* _Brief 1_
List each line in the records below that contains the word "graphic".

* _Document text_
## BEGIN
Airlines, effective today and unlike almost every other business in the entire world, now have to tell you not just what they will charge you to do business with them, but what the government is charging you... to do business with airlines.
At issue are "teaser fares," or the price airlines tell you on a commercial you'll pay to fly from (as one example put it) "Los Angeles to Fargo, North Dakota." (Seriously: Has anyone ever made that flight?) Airlines, effective today, must include the not just the price, but all fees and taxes -- which, properly understood, should read "but all taxes and other taxes," because a fee, when imposed by government, is a tax --
While total ticket costs won’t change, airlines and travel agencies now must show an all-in number that combines the base fare with all required taxes and fees, according to the U.S. Transportation Department. Airline charges for optional services such as checked bags or in-flight Wi-Fi aren’t covered.
## END
* _Brief 2_
Repeat word for word the part of the airline fare text above that begins at "At issue are" and ends after "Wi-Fi aren’t covered.".

* _Provided material_
## BEGIN
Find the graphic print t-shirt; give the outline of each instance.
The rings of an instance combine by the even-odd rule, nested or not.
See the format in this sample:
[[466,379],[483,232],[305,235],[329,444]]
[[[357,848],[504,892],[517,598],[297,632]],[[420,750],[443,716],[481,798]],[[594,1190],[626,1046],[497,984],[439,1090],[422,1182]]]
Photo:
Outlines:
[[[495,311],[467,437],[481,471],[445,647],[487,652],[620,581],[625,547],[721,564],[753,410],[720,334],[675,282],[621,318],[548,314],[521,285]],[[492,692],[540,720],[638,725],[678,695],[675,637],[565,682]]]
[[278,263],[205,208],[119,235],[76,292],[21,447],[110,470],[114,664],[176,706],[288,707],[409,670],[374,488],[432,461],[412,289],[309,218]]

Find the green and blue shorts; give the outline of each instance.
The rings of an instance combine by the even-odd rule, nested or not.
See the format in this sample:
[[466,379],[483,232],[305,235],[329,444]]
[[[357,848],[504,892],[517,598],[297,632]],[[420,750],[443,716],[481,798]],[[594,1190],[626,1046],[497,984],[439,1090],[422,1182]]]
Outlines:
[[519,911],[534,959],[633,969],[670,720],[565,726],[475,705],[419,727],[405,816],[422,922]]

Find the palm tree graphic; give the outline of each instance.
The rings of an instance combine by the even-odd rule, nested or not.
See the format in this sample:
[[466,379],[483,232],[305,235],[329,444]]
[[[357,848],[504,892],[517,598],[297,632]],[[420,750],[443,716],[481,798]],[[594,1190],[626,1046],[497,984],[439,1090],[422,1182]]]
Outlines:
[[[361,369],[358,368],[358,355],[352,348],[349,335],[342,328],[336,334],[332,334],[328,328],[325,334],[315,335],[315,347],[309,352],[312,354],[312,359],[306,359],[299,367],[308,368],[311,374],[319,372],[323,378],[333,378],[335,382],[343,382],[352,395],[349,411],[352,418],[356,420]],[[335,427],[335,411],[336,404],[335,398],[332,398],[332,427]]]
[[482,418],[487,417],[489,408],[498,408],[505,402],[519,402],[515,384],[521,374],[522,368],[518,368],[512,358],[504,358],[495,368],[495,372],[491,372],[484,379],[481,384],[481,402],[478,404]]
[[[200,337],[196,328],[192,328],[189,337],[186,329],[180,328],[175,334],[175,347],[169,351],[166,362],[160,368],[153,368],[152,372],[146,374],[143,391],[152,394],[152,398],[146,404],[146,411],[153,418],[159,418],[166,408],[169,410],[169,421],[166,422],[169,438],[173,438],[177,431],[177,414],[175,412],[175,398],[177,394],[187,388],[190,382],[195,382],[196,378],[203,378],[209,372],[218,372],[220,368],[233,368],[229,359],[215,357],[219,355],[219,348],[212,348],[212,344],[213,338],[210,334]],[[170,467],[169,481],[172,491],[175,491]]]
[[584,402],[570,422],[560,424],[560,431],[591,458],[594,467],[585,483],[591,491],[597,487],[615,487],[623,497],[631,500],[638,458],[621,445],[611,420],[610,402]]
## END
* _Exercise output 1_
Find the graphic print t-shirt; give the outline of each instance.
Find the palm tree graphic; give the outline of each instance.

* _Exercise output 2_
At issue are "teaser fares," or the price airlines tell you on a commercial you'll pay to fly from (as one example put it) "Los Angeles to Fargo, North Dakota." (Seriously: Has anyone ever made that flight?) Airlines, effective today, must include the not just the price, but all fees and taxes -- which, properly understood, should read "but all taxes and other taxes," because a fee, when imposed by government, is a tax --
While total ticket costs won’t change, airlines and travel agencies now must show an all-in number that combines the base fare with all required taxes and fees, according to the U.S. Transportation Department. Airline charges for optional services such as checked bags or in-flight Wi-Fi aren’t covered.